Entries taken from a collection:
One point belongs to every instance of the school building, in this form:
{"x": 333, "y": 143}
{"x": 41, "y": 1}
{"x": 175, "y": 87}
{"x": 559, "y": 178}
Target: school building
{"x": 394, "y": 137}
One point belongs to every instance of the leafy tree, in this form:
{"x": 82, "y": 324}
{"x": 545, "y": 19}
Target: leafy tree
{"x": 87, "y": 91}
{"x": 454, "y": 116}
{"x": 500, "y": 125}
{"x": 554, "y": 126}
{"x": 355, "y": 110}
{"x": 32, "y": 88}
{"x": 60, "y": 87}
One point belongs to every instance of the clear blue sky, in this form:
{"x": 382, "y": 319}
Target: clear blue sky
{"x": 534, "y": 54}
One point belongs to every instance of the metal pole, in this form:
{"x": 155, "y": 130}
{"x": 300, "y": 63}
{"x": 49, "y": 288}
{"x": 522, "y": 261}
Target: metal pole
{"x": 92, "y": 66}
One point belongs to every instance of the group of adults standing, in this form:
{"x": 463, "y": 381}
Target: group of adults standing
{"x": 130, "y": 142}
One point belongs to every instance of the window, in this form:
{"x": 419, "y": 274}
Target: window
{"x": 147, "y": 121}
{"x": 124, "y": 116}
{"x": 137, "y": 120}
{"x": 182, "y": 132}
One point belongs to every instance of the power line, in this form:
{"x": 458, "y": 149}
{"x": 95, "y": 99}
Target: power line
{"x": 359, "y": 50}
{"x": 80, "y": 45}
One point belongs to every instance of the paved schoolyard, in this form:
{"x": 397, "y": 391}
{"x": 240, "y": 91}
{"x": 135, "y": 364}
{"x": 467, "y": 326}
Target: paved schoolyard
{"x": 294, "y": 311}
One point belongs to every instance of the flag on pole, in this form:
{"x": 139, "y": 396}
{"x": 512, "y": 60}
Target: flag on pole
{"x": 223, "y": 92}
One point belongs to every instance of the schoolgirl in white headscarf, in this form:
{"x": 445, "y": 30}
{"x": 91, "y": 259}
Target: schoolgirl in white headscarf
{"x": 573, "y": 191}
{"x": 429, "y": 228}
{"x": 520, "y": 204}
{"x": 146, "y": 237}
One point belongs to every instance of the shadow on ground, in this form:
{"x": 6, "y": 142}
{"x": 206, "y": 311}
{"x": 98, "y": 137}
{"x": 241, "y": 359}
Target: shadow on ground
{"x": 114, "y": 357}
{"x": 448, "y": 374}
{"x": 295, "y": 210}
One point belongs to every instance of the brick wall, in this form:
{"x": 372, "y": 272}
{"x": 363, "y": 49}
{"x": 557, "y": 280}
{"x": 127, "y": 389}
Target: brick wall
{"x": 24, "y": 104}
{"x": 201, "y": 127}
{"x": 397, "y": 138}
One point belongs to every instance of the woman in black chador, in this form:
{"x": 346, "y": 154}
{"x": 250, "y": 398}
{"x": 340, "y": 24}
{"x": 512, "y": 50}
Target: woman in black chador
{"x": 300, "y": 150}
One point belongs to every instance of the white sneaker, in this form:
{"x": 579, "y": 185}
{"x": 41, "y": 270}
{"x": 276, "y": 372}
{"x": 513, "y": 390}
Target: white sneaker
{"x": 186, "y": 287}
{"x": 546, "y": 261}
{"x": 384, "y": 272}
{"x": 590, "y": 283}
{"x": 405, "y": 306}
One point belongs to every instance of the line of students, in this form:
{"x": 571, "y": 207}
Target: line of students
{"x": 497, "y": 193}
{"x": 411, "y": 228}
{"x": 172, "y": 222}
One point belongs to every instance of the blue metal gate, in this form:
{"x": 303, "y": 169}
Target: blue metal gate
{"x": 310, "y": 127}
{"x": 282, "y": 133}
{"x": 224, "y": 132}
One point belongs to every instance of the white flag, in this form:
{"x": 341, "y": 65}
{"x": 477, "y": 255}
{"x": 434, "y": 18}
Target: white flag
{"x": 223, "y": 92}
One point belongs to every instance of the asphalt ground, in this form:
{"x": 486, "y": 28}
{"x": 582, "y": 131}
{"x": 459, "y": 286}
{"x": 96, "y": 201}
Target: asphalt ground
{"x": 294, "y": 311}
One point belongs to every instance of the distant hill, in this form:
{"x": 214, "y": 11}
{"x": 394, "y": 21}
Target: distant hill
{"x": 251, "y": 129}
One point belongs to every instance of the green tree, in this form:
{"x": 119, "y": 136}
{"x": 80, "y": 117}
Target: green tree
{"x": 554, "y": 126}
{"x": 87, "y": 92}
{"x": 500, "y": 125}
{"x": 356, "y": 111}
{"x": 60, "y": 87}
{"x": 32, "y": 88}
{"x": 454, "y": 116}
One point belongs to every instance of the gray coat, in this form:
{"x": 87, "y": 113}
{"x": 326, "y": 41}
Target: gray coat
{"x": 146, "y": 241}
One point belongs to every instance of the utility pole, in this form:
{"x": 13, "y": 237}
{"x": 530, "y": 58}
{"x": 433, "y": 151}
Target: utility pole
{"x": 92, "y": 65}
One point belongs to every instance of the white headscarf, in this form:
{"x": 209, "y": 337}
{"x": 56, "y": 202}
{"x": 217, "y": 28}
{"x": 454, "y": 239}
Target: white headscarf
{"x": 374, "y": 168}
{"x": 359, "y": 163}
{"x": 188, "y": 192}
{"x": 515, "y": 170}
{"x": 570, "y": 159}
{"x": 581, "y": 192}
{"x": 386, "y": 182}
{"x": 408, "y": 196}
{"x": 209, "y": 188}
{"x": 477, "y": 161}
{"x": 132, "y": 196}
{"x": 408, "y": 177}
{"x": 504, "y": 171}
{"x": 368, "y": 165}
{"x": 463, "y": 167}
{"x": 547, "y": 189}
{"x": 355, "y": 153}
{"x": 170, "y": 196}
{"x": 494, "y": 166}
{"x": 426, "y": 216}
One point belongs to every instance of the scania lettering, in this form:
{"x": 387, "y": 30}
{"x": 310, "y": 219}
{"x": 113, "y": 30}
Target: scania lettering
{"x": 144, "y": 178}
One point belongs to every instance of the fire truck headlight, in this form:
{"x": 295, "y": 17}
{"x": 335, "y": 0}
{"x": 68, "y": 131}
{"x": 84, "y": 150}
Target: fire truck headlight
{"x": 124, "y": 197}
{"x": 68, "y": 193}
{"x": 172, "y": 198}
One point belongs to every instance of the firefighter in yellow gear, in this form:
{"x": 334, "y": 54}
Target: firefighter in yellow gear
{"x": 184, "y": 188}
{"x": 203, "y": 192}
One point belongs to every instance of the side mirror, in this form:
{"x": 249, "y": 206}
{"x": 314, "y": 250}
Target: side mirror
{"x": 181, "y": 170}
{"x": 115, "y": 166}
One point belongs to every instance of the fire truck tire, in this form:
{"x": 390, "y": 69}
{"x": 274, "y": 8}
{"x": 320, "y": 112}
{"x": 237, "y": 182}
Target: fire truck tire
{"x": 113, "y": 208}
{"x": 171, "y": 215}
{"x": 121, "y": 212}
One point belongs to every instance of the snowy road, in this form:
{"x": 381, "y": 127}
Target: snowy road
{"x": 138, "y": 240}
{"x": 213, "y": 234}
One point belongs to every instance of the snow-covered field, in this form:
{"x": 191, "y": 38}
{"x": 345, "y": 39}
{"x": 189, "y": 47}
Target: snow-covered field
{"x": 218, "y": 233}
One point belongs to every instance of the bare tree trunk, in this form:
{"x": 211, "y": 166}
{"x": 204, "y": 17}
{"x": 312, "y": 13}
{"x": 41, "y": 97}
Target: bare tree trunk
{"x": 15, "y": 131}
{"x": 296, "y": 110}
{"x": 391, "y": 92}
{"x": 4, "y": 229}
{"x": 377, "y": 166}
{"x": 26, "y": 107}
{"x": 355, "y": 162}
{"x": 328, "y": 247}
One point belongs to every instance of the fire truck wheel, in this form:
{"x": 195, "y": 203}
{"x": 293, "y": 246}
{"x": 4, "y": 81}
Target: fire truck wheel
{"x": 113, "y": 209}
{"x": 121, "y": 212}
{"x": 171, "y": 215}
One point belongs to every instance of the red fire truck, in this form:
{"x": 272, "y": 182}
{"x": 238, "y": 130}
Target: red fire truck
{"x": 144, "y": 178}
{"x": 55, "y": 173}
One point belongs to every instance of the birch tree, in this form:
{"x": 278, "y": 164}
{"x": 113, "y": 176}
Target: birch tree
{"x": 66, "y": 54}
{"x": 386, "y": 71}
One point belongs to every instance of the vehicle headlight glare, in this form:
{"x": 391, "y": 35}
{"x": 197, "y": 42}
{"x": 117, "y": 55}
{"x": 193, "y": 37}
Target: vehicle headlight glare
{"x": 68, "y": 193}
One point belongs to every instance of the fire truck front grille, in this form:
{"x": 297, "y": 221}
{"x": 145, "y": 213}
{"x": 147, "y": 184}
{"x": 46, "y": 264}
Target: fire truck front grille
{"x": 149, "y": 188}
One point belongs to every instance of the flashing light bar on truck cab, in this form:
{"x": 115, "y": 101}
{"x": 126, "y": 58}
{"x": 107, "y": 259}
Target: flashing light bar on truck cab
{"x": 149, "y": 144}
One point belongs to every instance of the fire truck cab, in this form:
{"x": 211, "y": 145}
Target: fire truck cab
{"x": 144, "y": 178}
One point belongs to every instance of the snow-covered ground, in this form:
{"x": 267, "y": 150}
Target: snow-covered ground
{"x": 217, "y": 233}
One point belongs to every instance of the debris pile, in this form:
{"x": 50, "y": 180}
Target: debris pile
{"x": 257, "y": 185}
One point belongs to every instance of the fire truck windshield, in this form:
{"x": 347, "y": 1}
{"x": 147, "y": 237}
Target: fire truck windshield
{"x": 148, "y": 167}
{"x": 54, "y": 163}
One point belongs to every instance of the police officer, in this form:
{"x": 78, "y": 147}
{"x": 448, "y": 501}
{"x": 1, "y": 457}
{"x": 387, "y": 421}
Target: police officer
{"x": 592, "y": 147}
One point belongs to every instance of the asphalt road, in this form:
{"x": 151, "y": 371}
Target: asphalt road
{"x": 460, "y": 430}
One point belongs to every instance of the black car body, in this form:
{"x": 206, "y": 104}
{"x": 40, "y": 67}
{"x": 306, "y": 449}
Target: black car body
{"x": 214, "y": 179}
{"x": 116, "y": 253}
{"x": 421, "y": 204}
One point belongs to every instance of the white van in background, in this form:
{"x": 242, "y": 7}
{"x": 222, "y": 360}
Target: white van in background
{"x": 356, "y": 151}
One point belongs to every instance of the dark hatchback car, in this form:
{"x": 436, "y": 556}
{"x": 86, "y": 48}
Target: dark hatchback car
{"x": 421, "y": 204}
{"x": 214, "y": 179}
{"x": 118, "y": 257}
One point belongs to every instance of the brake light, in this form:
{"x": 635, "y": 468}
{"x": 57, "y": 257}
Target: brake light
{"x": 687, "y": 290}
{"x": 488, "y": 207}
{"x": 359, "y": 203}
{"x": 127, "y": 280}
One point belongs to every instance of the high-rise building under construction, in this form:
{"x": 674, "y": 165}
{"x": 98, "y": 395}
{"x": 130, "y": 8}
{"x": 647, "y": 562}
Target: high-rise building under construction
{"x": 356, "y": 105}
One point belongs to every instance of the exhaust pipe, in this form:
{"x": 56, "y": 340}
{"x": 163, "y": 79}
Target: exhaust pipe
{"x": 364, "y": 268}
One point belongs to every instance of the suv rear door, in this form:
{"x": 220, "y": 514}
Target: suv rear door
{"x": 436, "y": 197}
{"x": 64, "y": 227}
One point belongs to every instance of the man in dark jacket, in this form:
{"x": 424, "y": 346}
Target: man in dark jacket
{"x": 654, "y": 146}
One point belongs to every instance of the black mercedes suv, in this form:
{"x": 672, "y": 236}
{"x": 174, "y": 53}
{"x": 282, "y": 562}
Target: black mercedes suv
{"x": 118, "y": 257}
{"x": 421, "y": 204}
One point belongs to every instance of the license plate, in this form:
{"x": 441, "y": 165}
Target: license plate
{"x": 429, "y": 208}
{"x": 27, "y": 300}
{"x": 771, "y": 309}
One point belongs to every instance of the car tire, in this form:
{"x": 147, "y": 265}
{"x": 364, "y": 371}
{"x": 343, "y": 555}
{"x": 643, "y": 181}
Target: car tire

Required work: Exactly reproduce the lines from the one containing "One point belongs to every instance of the man" through the end of the records, and only those lines.

Completed task:
One point belongs to every instance of the man in dark jacket, in this form:
{"x": 424, "y": 346}
Target: man in dark jacket
{"x": 654, "y": 146}
One point belongs to every instance of the black mercedes suv, in this form:
{"x": 672, "y": 236}
{"x": 174, "y": 53}
{"x": 282, "y": 562}
Target: black mercedes suv
{"x": 118, "y": 257}
{"x": 421, "y": 204}
One point belongs to every instance of the license plate, in this form:
{"x": 441, "y": 165}
Target: license plate
{"x": 429, "y": 208}
{"x": 27, "y": 300}
{"x": 771, "y": 309}
One point belongs to every instance of the car tire, in this form:
{"x": 147, "y": 265}
{"x": 364, "y": 371}
{"x": 343, "y": 555}
{"x": 643, "y": 181}
Target: car tire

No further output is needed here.